Work order: A complete response lists each line of the data below that includes the word "jacket".

[[ The records, beginning ]]

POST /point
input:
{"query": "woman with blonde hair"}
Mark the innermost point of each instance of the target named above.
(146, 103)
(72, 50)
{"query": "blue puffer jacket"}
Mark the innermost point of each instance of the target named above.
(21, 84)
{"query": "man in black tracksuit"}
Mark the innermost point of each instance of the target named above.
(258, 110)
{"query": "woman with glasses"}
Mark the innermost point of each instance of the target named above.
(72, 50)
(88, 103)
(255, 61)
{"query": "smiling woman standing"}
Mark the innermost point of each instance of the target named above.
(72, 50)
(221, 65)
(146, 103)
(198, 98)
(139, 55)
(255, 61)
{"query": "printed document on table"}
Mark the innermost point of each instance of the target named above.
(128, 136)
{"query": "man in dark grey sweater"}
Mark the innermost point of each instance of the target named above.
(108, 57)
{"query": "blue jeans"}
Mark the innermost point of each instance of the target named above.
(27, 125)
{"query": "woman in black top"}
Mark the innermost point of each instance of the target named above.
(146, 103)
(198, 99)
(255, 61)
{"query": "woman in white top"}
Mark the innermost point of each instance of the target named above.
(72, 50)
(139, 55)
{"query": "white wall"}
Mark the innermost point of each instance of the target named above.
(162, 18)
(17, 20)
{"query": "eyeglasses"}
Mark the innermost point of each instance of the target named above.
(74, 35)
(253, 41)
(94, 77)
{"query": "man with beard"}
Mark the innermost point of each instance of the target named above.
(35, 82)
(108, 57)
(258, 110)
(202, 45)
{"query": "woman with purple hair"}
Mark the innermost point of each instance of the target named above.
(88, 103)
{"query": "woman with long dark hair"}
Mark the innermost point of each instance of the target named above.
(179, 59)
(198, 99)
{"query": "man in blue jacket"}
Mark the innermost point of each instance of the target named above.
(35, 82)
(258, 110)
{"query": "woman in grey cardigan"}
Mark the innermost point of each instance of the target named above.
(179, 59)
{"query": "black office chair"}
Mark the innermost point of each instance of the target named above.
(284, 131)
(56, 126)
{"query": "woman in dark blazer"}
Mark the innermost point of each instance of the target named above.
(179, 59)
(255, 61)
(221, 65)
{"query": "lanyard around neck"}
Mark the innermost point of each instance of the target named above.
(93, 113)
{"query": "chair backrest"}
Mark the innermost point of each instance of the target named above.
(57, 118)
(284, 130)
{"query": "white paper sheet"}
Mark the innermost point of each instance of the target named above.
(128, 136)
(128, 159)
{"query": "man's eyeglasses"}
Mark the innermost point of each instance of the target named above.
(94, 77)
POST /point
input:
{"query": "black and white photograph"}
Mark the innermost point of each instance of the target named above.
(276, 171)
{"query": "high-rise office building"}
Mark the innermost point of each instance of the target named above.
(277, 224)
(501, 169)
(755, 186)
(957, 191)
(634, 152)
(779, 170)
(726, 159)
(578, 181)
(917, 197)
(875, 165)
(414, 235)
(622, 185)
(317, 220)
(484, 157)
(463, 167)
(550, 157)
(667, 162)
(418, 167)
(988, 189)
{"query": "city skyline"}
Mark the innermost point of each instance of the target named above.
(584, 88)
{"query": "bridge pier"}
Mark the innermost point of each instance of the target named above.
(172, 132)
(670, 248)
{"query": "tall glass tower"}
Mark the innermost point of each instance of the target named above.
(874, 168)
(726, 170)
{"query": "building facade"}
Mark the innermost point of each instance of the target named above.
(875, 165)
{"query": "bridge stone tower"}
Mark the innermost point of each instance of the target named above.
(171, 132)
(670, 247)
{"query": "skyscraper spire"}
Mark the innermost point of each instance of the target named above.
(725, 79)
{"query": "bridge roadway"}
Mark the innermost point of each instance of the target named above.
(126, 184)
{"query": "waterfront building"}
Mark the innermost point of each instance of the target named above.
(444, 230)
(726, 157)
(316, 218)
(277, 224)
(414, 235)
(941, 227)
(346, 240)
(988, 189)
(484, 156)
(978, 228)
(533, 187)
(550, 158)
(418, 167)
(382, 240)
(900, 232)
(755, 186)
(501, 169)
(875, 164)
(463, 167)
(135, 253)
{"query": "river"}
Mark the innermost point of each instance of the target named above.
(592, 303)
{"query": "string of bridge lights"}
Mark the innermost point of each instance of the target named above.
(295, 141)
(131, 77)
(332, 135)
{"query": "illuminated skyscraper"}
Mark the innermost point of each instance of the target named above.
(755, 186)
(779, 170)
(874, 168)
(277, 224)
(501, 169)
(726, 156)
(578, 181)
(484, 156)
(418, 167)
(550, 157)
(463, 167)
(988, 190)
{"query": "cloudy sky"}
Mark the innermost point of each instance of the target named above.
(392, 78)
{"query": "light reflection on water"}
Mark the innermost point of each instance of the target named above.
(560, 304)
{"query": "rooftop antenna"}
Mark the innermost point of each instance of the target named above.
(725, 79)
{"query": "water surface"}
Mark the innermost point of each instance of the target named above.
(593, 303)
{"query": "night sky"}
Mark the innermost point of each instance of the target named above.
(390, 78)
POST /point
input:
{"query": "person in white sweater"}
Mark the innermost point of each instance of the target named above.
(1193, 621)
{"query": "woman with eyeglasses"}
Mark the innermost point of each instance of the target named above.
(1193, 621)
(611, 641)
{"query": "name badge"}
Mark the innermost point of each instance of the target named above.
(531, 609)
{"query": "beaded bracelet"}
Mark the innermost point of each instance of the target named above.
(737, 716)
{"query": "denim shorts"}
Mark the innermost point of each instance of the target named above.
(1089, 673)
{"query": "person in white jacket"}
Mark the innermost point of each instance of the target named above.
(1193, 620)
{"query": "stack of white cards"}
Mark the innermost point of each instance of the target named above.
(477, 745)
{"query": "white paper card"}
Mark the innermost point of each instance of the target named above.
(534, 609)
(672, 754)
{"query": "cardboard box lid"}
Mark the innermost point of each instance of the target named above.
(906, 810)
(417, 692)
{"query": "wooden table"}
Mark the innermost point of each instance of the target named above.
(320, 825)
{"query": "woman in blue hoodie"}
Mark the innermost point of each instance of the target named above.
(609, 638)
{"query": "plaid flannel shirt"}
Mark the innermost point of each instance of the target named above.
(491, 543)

[[ The records, end ]]

Task answer:
{"query": "blue puffer jacket"}
{"query": "man in blue jacket"}
{"query": "person in white jacket"}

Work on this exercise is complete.